[Location identification items]
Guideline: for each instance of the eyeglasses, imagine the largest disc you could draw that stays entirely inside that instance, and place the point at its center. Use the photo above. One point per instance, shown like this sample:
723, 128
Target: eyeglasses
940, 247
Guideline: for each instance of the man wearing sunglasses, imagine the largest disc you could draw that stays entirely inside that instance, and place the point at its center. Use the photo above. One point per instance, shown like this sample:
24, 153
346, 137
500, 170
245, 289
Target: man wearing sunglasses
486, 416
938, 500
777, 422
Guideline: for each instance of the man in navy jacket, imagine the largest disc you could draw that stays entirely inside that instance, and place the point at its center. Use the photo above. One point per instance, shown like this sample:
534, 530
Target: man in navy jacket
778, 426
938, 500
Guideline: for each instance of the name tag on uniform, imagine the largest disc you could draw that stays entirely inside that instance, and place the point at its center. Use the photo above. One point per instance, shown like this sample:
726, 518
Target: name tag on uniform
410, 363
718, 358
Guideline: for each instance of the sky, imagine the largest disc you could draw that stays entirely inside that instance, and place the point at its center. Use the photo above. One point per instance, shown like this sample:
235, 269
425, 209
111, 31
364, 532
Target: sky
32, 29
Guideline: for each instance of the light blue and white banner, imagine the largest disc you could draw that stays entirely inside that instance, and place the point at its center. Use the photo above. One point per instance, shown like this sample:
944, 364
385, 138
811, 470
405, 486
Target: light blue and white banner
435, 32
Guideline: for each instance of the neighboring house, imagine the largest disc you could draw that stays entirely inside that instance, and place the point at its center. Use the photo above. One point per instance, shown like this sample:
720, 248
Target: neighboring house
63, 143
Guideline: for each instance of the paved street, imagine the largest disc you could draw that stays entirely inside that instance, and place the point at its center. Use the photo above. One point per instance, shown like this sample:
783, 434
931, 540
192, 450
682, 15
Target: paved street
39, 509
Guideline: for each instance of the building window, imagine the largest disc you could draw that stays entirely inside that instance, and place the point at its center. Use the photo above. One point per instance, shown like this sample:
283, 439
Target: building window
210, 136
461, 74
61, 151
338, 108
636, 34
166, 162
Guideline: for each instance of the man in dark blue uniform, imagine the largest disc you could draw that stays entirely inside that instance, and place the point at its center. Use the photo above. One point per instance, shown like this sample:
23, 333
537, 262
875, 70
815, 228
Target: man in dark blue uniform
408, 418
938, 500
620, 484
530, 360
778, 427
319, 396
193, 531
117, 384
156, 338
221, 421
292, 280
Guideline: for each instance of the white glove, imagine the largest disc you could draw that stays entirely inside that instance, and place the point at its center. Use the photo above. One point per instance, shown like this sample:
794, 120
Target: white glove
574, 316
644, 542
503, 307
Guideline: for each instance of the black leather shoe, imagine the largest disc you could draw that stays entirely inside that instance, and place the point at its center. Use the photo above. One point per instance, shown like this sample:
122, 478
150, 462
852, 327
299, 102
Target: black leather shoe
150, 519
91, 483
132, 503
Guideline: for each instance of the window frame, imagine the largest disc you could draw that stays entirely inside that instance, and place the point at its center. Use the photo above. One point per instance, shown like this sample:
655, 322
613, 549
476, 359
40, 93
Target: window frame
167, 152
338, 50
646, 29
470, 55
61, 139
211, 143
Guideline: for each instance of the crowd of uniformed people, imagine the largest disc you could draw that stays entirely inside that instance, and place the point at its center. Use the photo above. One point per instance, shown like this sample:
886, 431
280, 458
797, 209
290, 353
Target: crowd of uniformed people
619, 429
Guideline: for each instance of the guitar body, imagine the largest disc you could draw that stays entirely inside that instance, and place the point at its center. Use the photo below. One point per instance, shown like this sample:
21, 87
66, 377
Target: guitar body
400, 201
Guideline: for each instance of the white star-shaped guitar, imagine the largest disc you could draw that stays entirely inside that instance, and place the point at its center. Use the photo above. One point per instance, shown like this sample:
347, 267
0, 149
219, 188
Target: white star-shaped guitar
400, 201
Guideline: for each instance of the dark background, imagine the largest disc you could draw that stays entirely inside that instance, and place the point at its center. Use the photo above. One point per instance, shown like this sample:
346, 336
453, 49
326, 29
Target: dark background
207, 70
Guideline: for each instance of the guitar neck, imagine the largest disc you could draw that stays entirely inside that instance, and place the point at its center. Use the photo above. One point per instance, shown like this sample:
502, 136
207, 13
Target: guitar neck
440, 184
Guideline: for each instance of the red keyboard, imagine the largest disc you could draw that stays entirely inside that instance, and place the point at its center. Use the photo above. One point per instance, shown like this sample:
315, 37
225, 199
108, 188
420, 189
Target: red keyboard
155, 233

WHAT THE TASK REQUIRES: Please reproduce the lines starting at the one containing "Guideline: for each instance of the guitar neck, imagine" and ending at the last line above, requests included, and reproduce only those. Scale each answer coordinate by 0.6 and round to a whole number, with halves rounded up, while leaving the requests and their sample points unchanged.

CORRECT ANSWER:
Guideline: for each instance of the guitar neck, imagine the largest disc you could draw that stays entirely inside that instance, and place the point at its center. Use the photo above. One point per instance, shown like this sample:
502, 136
207, 13
Target: guitar neck
264, 110
Guideline: for each instance of the red keyboard, imagine the largest disc you could draw that stays entirely inside that instance, and place the point at its center. Use the photo above. One point per instance, shown like this sample:
315, 37
225, 199
108, 188
420, 189
Target: red keyboard
93, 140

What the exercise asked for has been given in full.